Так обошлись наши западники с будущим. Но знают ли они большую западную традицию? И если современный Запад испытывает аллергию на будущее, имеем ли мы здесь дело с продолжением традиции или отступлением от нее? Для ответа на этот вопрос надо уточнить морально-психологическую, а если заглядывать глубже — экзистенциальную подоплеку перманентного дистанцирования от настоящего в пользу будущего. Чего здесь было больше — эскапистского ухода от трудной повседневности или, напротив, титанического преобразовательного энтузиазма?
Культурологический анализ традиционных обществ убедительно показывает, что никакой особой тяги к будущему представители этих обществ не обнаруживают. Дистанцирование от современности и противопоставление ей более достойного будущего возникает вместе с дистанцированием личности от уз общины и норм нерассуждающей лояльности. Именно человек нового времени внес дискретность в поток времени как вечного «теперь» и легитимировал свой нонконформизм посредством введения постулата о неравноценности прошлого, настоящего и будущего. В этом ему помогла сама христианская традиция, в которой решающую роль играет принцип эсхатологического перерыва хода времени — вторжение иного мира в самодовольную и самодостаточную, погрязшую в грехе современность.
Иисус возвестил конец этого настоящего: «Ходя же проповедуйте, что приблизилось царство Небесное» (Мф., 10: 7). Как пишет известный католический богослов К. Ранер, «христианство — это религия будущего. Оно… понимает мир как историю спасения, то есть оно по своей подлинной и конечной сути — не учение о равной себе статической сущности мира и человека… Все наличное для него — еще не окончательно, все понимается только из еще не наступившего»45.
Именно эта позиция критики настоящего от имени священного грядущего позволила слабой секте первохристиан бросить перчатку римскому глобализму, претендующему на безраздельное господство над миром. Когда утверждается, что модерн рожден Реформацией, следует вникнуть в глубинный смысл этого положения.

(Фрагмент набора данных)
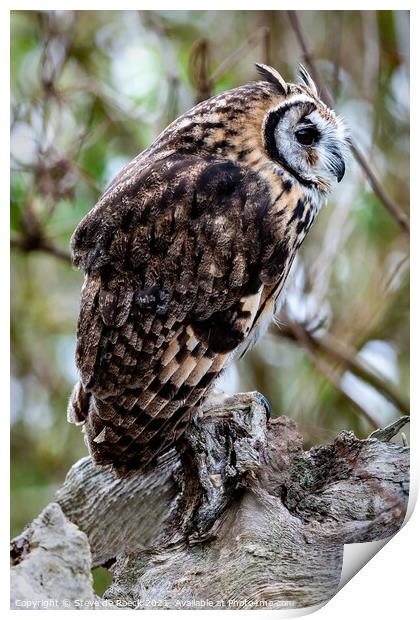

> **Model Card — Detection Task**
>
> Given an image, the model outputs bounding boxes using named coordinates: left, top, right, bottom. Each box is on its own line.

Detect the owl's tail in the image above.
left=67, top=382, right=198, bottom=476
--
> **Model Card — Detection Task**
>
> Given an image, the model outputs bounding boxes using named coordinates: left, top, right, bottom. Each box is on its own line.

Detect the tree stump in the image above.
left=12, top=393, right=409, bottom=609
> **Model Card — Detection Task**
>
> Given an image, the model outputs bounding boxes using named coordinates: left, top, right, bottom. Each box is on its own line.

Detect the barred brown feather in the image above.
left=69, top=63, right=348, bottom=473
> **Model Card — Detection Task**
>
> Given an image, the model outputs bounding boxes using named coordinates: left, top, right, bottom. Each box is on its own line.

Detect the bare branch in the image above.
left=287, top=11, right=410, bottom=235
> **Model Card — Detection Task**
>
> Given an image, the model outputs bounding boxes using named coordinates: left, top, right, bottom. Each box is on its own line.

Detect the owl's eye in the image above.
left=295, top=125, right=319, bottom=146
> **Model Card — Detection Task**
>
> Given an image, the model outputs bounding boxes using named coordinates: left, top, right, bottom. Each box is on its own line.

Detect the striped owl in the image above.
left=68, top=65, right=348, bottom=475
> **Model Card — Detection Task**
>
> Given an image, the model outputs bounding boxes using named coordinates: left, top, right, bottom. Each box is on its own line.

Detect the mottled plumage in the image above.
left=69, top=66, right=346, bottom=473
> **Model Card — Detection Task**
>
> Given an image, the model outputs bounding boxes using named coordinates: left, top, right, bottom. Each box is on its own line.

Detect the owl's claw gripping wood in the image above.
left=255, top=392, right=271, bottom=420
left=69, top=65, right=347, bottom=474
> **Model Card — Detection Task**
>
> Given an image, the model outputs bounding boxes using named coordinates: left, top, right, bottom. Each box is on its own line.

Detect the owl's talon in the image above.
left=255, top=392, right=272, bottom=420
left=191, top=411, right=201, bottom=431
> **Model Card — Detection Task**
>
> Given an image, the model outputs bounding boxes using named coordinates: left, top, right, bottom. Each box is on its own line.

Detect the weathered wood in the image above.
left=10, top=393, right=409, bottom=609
...
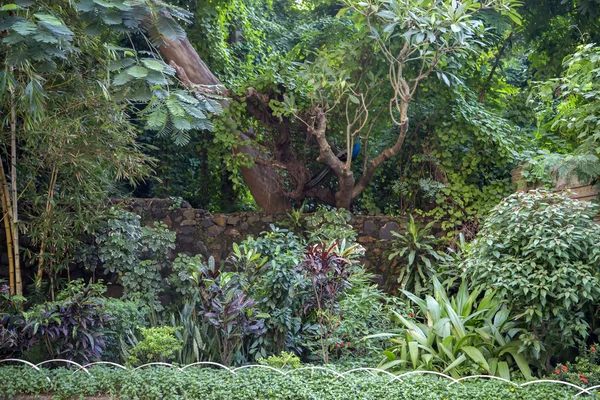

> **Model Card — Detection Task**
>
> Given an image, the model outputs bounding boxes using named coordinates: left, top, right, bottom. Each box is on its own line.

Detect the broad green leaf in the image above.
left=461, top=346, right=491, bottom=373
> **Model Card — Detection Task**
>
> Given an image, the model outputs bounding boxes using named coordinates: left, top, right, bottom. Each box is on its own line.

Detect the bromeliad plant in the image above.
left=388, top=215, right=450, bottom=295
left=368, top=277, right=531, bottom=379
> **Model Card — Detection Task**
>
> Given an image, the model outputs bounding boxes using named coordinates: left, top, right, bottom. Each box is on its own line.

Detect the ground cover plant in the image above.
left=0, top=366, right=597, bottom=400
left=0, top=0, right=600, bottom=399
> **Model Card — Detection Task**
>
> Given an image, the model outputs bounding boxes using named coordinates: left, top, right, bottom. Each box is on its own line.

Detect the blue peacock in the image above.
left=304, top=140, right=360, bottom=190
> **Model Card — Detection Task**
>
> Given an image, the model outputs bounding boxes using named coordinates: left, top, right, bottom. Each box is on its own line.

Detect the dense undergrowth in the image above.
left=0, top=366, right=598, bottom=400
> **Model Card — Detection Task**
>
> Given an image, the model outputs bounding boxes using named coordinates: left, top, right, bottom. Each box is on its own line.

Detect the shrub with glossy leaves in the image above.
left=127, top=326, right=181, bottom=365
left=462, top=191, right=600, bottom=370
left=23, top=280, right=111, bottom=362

**Суть задания**
Перепишите дословно кусок исходного текста: начните со слов «Культурологический анализ традиционных» и продолжайте до слов «в грехе современность.» включительно.

**Итоговый результат**
Культурологический анализ традиционных обществ убедительно показывает, что никакой особой тяги к будущему представители этих обществ не обнаруживают. Дистанцирование от современности и противопоставление ей более достойного будущего возникает вместе с дистанцированием личности от уз общины и норм нерассуждающей лояльности. Именно человек нового времени внес дискретность в поток времени как вечного «теперь» и легитимировал свой нонконформизм посредством введения постулата о неравноценности прошлого, настоящего и будущего. В этом ему помогла сама христианская традиция, в которой решающую роль играет принцип эсхатологического перерыва хода времени — вторжение иного мира в самодовольную и самодостаточную, погрязшую в грехе современность.